**EXERCISE**:
The records that follow need to be output exactly as they are.

Point labeling examples
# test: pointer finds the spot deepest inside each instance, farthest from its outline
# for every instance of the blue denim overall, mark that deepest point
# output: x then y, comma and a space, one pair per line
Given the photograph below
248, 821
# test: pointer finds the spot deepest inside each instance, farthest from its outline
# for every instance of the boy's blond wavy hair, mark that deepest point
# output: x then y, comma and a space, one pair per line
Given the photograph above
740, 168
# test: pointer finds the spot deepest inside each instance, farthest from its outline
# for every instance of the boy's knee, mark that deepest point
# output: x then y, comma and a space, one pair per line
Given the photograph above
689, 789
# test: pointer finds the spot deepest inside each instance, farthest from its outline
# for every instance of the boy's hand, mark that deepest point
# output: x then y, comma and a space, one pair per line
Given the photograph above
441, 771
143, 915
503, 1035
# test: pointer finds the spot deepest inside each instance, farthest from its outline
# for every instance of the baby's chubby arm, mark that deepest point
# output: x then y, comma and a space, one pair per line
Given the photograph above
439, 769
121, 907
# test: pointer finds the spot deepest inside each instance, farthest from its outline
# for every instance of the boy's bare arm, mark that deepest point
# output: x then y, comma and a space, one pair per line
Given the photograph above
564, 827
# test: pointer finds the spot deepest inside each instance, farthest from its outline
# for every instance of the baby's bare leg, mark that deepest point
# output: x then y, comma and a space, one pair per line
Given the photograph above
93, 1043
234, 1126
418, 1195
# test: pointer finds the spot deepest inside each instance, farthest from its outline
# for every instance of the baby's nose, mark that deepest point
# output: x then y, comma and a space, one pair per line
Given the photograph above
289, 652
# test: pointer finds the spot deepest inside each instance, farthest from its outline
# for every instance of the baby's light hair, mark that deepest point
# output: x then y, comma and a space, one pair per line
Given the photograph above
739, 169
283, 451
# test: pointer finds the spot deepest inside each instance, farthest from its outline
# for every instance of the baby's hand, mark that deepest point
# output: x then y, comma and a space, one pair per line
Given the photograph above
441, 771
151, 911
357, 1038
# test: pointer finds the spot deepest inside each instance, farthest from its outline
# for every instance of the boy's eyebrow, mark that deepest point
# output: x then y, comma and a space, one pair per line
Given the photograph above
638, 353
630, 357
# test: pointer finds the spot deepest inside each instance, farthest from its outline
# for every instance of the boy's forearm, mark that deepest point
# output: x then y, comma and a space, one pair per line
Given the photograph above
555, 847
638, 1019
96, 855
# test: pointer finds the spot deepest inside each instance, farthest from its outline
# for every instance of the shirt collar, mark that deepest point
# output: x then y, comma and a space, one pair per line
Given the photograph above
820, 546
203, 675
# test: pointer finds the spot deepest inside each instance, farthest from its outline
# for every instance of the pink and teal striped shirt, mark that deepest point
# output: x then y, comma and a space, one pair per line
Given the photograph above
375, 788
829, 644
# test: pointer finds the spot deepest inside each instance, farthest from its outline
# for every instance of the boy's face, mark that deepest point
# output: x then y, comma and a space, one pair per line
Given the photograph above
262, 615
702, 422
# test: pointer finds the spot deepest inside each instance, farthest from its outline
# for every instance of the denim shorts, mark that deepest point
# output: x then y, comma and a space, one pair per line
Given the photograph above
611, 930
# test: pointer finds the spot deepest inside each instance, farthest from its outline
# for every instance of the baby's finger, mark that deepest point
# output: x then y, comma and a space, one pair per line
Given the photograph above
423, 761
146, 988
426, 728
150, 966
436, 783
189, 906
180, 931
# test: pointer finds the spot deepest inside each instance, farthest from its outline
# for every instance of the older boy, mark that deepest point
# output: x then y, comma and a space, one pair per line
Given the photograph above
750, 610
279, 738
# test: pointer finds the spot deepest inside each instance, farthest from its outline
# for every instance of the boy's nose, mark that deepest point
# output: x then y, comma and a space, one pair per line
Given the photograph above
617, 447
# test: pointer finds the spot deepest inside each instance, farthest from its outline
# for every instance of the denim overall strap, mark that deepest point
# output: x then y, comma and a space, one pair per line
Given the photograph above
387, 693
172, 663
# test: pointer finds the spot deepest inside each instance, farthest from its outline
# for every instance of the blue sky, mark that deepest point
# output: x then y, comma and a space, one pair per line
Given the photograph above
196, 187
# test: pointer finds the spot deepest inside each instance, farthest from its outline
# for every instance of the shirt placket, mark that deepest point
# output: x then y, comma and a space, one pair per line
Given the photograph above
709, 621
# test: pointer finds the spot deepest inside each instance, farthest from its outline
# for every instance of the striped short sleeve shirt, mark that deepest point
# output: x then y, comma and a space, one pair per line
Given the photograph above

**OUTPUT OF THE TASK**:
# test: pointer finds the spot deepest inside each instance, farthest from its outline
# for every instance of the blue denim overall, mark that deepest point
# output: x then y, comma and a space, one pair per line
Given the photograph below
248, 821
# test: pointer finds the spot deepest inside each instance, farthest from its outline
# for every instance of the boy's blond wavy hair, mark that deepest point
# output: x then y, comma and a space, one pair per line
Given the photograph above
740, 168
# test: pointer finds the spot deepest inside each instance, farthest from its outline
# for every instance of the boy's knee, mark that deepest point
# output: x then y, comma and a space, one pair per line
Given the photograph above
689, 789
# test: pointer finds the spot deepest inside each instance, farthest from its outline
# for every instance of the boy's hand, mark that deepest point
# output: x then y, comma and a space, one pair per line
Given the photograph above
441, 771
143, 915
503, 1035
# test: pointer finds the spot deepest inside each instance, farthest from its outline
# for every instance of the baby's chubby arm, mark that deepest point
# output: x then y, comma and a space, one pair per line
Given the photograph above
439, 769
121, 907
# test: pointer finds the spot deepest inside each instance, farthest from its outline
# for every instance of the boy's bare arm, mark that deepest point
# output: x then y, comma and a space, one pair per line
Given the photograph above
564, 827
# test: pointer finds the spot deepest inside each instance, farthest from its outline
# for every instance of the baby's bare leg, mark that deepest point
# output: x then y, comma and a space, one pair per line
Given the photograph above
93, 1043
234, 1126
418, 1195
# test: pointer finds the spot deepest inside each instance, farthest from its outline
# for every instance of the baby's nose, mark that deepest point
# output: x then y, comma and a space, one pair per line
Given the photograph above
289, 652
# test: pointer finds the spot deepest inside each instance, farthest from its outline
# for every instance of the baby's light hair, mark that deepest point
# output: x then y, comma and a space, one pair per line
Given the photograph above
739, 169
283, 451
# test: pointer finds the spot deepest inside each instance, farthest from its outline
# for every instance of the baby's hand, mark that deepest point
# output: x then y, comma and a space, one pair per line
Given the photograph above
441, 771
151, 911
357, 1038
# test: pointer finds the spot deepest inside each instance, farthest from its outline
# for every instance of the boy's eyebrow, mark that deepest point
# output: x then y, comma and a space, one pair per line
Given the photograph above
638, 353
630, 357
# test: pointer finds the spot deepest inside each instance, farthest from its outline
# for every instance of the boy's forearm, mark that deepest point
# output: x then y, comma and a space, one pair per line
Given the photograph above
555, 847
638, 1019
96, 855
# test: pointer finds the spot deepest inside each instance, farthest from its outline
# for every instance of the shirt collar, mark that deepest point
# output: x then y, comma and a space, one pair per line
Given the photograph above
820, 546
203, 675
# test: pointer finds the spot deepest inside each instance, farthest from its outline
# for every instance of the pink and teal striped shirt, mark that deepest point
# output: x then y, comma and a space, one pair per line
Given the photograph above
375, 788
829, 644
# test: pointer finds the spot deepest inside each instance, farthest from its outline
# for every instance of the boy's face, mark that deepest point
# output: x then y, comma and a space, one pair per line
Given the photograph above
262, 615
702, 422
# test: pointer finds the spot deepest inside each instance, farthest from its outline
# for every instance of the denim shorts, mark that deepest point
# output: x then y, comma and a space, one pair per line
Given the photograph above
611, 930
# test: pointer finds the spot deepest inside each instance, farthest from its outline
# for every instance of the baby's finger, mark that deepest point
# output: x then y, comma and a space, one pair per line
Given the photograph above
423, 761
146, 988
426, 728
150, 966
436, 783
189, 906
180, 931
# test: pointer finds the spot deepest inside each instance, farthest from its outline
# for every instance of the older boy, mark that deepest point
# output: x then y, comma and a space, one pair per line
Given the photograph above
750, 610
279, 738
# test: pointer finds the spot deepest inside each instance, farthest from its outline
# for every instance of the boy's nose, mark that deepest point
# output: x then y, comma and a space, one pair per line
Given the photograph above
617, 447
# test: pointer finds the spot deepest inside each instance, farthest from its outline
# for every instance of the denim overall strap, mark that deepest point
# output: x then y, comma and a space, one pair per line
Given the photograph above
387, 693
172, 663
# test: pointer finds the spot deepest inside each instance, farthest from its outline
# for every instance of the blue sky, mark that deepest point
# output: x then y, comma and a space, one pair per line
Given the photograph above
196, 187
# test: pointer finds the spot deepest inside each instance, farthest from its outline
# for every instance of the shirt placket, mark that deepest point
# output: x then y, comma and a space, one pair per line
Given the photograph above
709, 621
# test: pointer finds the spot deepest inside each instance, farthest from its outline
# for every instance of the striped short sleeve shirt, mark that deepest point
# output: x then y, comma and a space, one pair per line
Given the photograph above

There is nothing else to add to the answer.